ASSIGNMENT
Transcribe the review from "I was one of" up to and including "random errors, etc...", keeping every word and mark unchanged.

They acknowledge that ontology-specific characteristics significantly influence the effectiveness of noise injection, yet this issue is not empirically addressed through broader experimentation and is instead deferred to future work. Regarding trends across ontologies and reasoner performance, the paper reports that graph neural network–based reasoning (R-GCN) exhibits significantly higher resilience to noisy ontological data, including logical noise. This is a valuable and concrete insight, and it provides a reasonable starting point for benchmarking noise adaptability in neurosymbolic reasoning approaches.
Overall, the revisions improve the paper and address several technical issues, but the benchmark remains limited in scope. If the authors soften their claims and reframe the contribution as a first-step benchmark framework that emphasizes reproducibility and extensibility, rather than as a definitive benchmark supporting broad conclusions about neurosymbolic reasoning robustness, the work would be more appropriately positioned for acceptance at this stage.

Review #3 submitted on 31/Jan/2026

By Shreyas Casturi
Review Details

Reviewer has chosen not to be Anonymous

Overall Impression: Good

Content:
Technical Quality of the paper: Good
Originality of the paper: Yes
Adequacy of the bibliography: Yes

Presentation:
Adequacy of the abstract: Yes
Introduction: background and motivation: Good
Organization of the paper: Satisfactory
Level of English: Unsatisfactory
Overall presentation: Good

Detailed Comments:

I was one of the original reviewers for this paper back in July. I think this is a much stronger paper and much easier to read. I still have some questions and comments, so I will mark this as a "minor revision", but I think the paper is solid.

The main thrust of this paper is that there aren't a lot (if any) benchmark datasets that handle neurosymbolic reasoners' ability to handle noise -- specifically ABox noise, where you corrupt or affect the triples -- in a dataset. Noise in a dataset is to be expected, due to incomplete knowledge, random errors, etc...

The authors take two SOTA neurosymbolic reasoners, OWL2Vec and DL EL++, along with a graph neural network, and take three different ontologies, Pizza, Family, and OWL2Bench, and apply three different types of noise to these datasets: logical noise, where you mess with triples by making the subjects violate disjoint class axioms (James isCurrently Alive, James isCurrently Dead) or by breaking domain-range restrictions for object properties. There is random noise, which is simply corrupting tuples randomly, and statistical noise, where one uses a graph neural network to determine which objects have the lowest link prediction score (aren't related), and then make them part of a related triple with said link.

The authors test the reasoners on the datasets while varying the different types of noise on the test dataset (i.e, the reasoners are trained on an ontology/dataset using a training set, but the test set has noise applied to it). The two tasks for the reasoners to execute on each dataset are membership and object property determination (is an object a member of a class, and are there new relationships between two objects in an ontology). The metrics are Hits@N (N = 1, 5, 10) and Mean Reciprocal Rank (MRR).

DATA
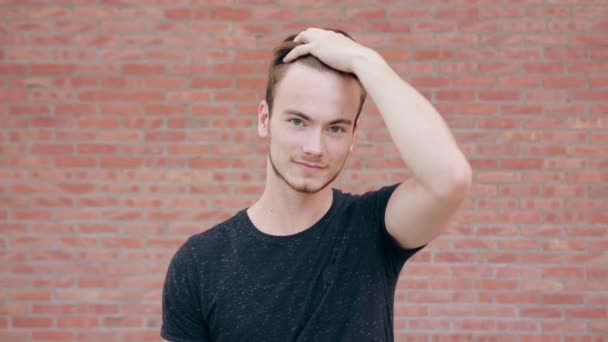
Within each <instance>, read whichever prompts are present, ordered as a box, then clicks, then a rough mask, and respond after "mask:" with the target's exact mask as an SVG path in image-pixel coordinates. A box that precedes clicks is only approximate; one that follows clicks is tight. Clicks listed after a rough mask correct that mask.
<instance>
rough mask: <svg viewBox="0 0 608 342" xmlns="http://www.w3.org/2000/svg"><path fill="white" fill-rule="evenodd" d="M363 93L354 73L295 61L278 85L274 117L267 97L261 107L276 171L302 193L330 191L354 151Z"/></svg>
mask: <svg viewBox="0 0 608 342" xmlns="http://www.w3.org/2000/svg"><path fill="white" fill-rule="evenodd" d="M360 94H361V90H360V88H359V85H358V83H357V81H356V80H355V79H354V78H353V77H348V76H344V75H340V74H338V73H336V72H332V71H330V70H315V69H313V68H311V67H309V66H306V65H304V64H300V63H297V62H296V63H294V64H293V65H290V66H289V69H288V70H287V71H286V72H285V75H284V77H283V79H282V80H281V81H280V82H279V84H278V85H277V89H276V95H275V98H274V103H273V106H272V115H270V113H269V109H268V104H267V103H266V102H265V101H262V103H261V104H260V106H259V109H258V133H259V134H260V136H263V137H268V159H269V163H270V165H271V167H272V169H273V171H274V172H273V175H274V176H275V177H277V179H280V180H281V181H282V182H284V183H285V184H287V185H288V186H289V187H291V188H292V189H293V190H295V191H298V192H303V193H316V192H318V191H321V190H323V189H325V188H326V187H327V186H328V185H329V184H330V183H331V182H332V181H333V180H334V179H335V178H336V177H337V176H338V174H339V173H340V171H341V170H342V168H343V166H344V163H345V162H346V158H347V157H348V154H349V152H350V149H351V146H352V143H353V134H354V130H355V119H356V117H357V113H358V110H359V106H360Z"/></svg>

SOLVED EXERCISE
I was one of the original reviewers for this paper back in July. I think this is a much stronger paper and much easier to read. I still have some questions and comments, so I will mark this as a "minor revision", but I think the paper is solid.

The main thrust of this paper is that there aren't a lot (if any) benchmark datasets that handle neurosymbolic reasoners' ability to handle noise -- specifically ABox noise, where you corrupt or affect the triples -- in a dataset. Noise in a dataset is to be expected, due to incomplete knowledge, random errors, etc...